Start of Material for this task

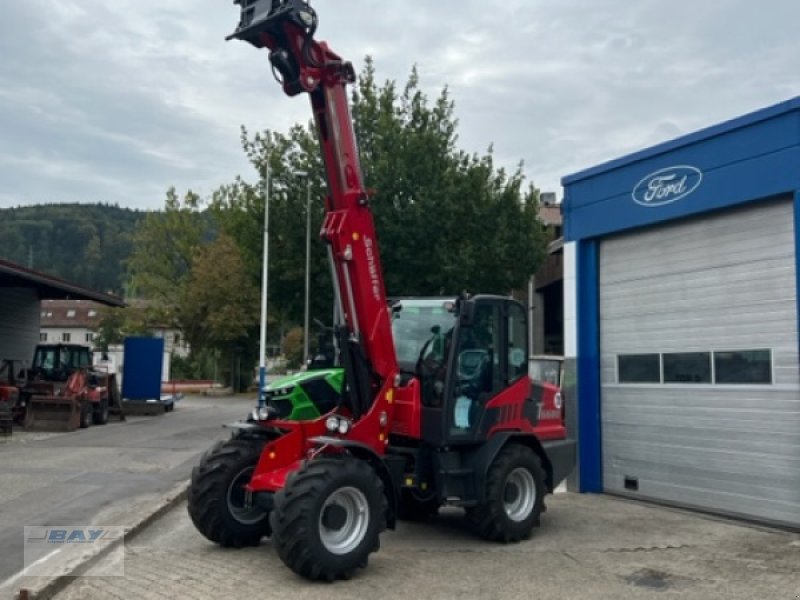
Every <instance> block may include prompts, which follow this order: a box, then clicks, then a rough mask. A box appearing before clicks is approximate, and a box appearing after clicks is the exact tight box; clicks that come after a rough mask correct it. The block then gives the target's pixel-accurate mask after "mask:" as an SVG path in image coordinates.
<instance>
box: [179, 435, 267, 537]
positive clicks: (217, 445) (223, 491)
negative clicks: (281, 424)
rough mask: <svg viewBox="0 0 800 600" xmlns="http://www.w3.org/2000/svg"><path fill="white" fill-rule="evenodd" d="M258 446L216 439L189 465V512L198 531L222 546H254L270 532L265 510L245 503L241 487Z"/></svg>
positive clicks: (241, 488) (254, 458)
mask: <svg viewBox="0 0 800 600" xmlns="http://www.w3.org/2000/svg"><path fill="white" fill-rule="evenodd" d="M262 448H263V444H262V443H259V442H253V441H247V440H228V441H226V442H219V443H217V444H216V445H215V446H214V447H212V448H211V449H210V450H209V451H208V452H206V453H205V454H204V455H203V457H202V458H201V459H200V464H199V465H198V466H196V467H195V468H194V469H192V480H191V484H190V485H189V493H188V509H189V516H190V517H191V519H192V522H193V523H194V525H195V527H197V530H198V531H199V532H200V533H202V534H203V535H204V536H205V537H206V538H208V539H209V540H211V541H212V542H215V543H217V544H219V545H220V546H223V547H225V548H241V547H244V546H257V545H258V544H259V543H260V542H261V538H263V537H264V536H267V535H269V534H270V533H271V529H270V525H269V512H268V511H265V510H264V509H262V508H260V507H257V506H246V504H245V489H244V487H245V486H246V485H247V483H248V482H249V481H250V478H251V477H252V475H253V471H254V470H255V467H256V463H257V462H258V459H259V457H260V456H261V449H262Z"/></svg>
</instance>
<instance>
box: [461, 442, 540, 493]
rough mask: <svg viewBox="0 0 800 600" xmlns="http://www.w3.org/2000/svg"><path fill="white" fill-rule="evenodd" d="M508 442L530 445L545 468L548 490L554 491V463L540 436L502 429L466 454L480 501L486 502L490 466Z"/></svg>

End of Material for this task

Give only how many lines above hold "instance".

Output for this exercise: 4